* Excerpt *
A debate over how evolution is taught in Kansas has also become a debate over what students should hear in science class about the Nazis, forced sterilization and an infamous study of syphilis in black men.
A brief passage in the state's public school guidelines for teaching science mentioning ethical abuses by scientists became an issue on Monday, as the State Board of Education prepared to vote on new guidelines.
While rewriting anti-evolution guidelines adopted in 2005, the board targeted for deletion a passage about the history of ethical standards in science, citing the Tuskegee Syphilis Study.
John West, a senior fellow at the Seattle-based Discovery Institute, which supports creationism, called the deletion "a travesty" and wrote an angry letter to board members.
"The board's plan to whitewash the history of science is shameful," he wrote.
But the passage drew criticism from scientists who said that only abuses perceived as linked to evolution were mentioned.
"That was never in the science standards until the `intelligent designers' inserted it," said Steve Case, associate director of the Center for Science Education at the University of Kansas.
"Introducing that was just a way to get at their attack: `Scientific knowledge is bad,'" he said.
Some backers of "intelligent design," which says an intelligent cause is the best way of explaining the universe, link evolution to eugenics movements in Europe and the US in the 19th and 20th centuries, saying it was used to promote forced sterilization of the mentally ill or developmentally disabled.

* Tasks for this exercise *
[1] Write out the part of the article on the Kansas science guidelines starting with "A debate over how" and going on through "in black men.".
[2] Write the next part of the article on the Kansas evolution debate, picking up after its last sentence.
None of the records are needed.

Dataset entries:
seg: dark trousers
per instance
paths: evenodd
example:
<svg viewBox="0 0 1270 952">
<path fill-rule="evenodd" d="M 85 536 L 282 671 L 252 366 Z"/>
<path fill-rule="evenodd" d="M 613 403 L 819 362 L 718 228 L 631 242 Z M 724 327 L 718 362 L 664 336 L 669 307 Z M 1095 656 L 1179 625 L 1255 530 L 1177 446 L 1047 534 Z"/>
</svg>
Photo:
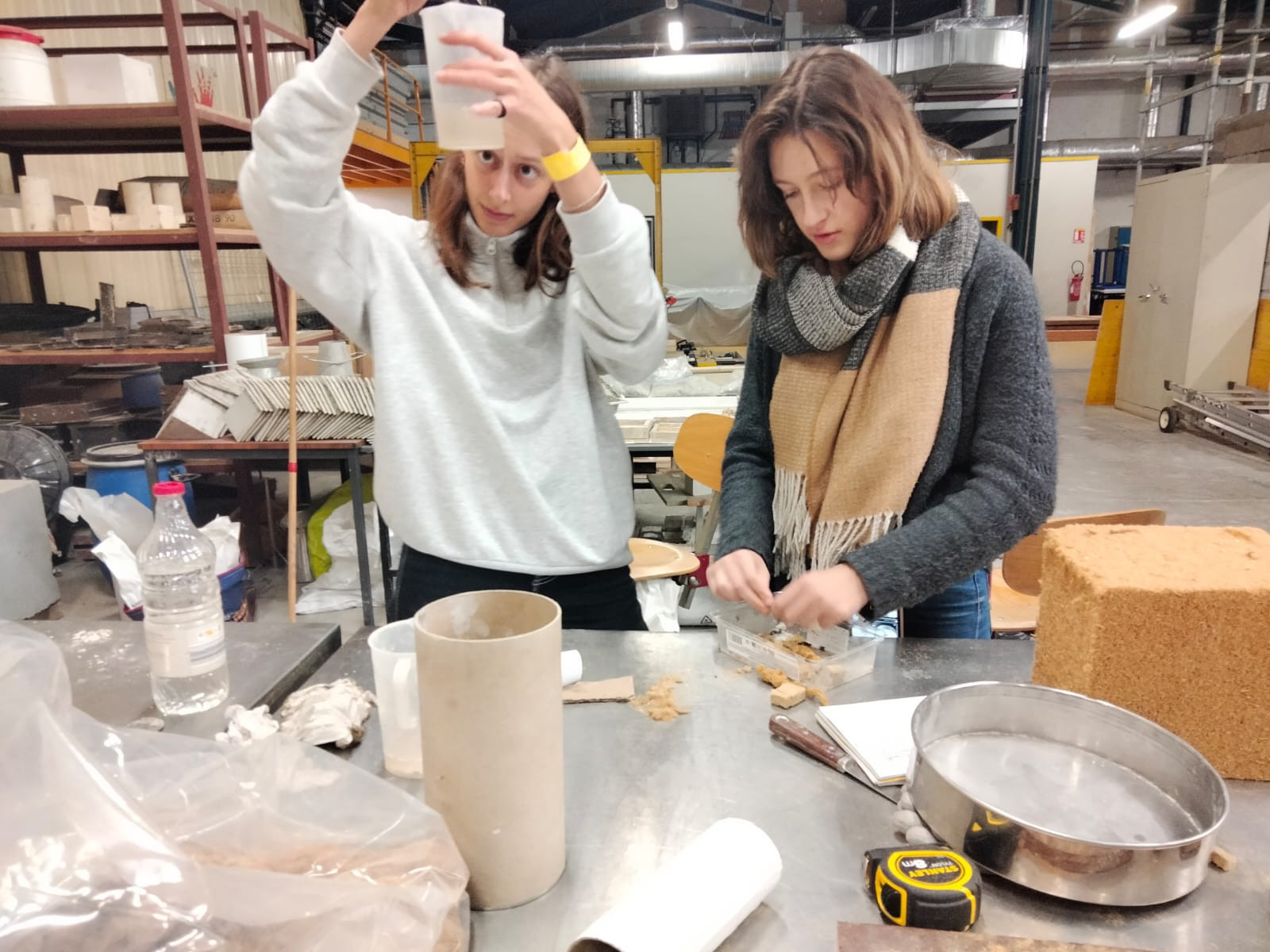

* Exercise answers *
[1]
A debate over how evolution is taught in Kansas has also become a debate over what students should hear in science class about the Nazis, forced sterilization and an infamous study of syphilis in black men.

[2]
They also argue the Nazis used it to justify their abuses.
The passage targeted for deletion said science "can sometimes be abused by scientists and policy makers, leading to significant negative consequences."
As examples, it lists eugenics and the Tuskegee study.
The syphilis study was carried out by the US Public Health Service in Alabama over 40 years, starting in 1932.
About one-third of the poor, black men involved had syphilis; they were told they were being treated but researchers were actually using the men to study the disease without treating them.
West said students would get a false picture of science if their lessons present its history as a series of triumphs.
In his letter, he told the board students need to learn about such abuses to learn how science can be done ethically.
But Case said West and other intelligent design supporters confuse a philosophy -- social Darwinism -- with a way of explaining how the world works. Discussions about eugenics and the Tuskegee study are best left to history courses, he said.
"We're teaching science and science process," he said.
"Historians have their own research techniques and their own interpretations of history," he said.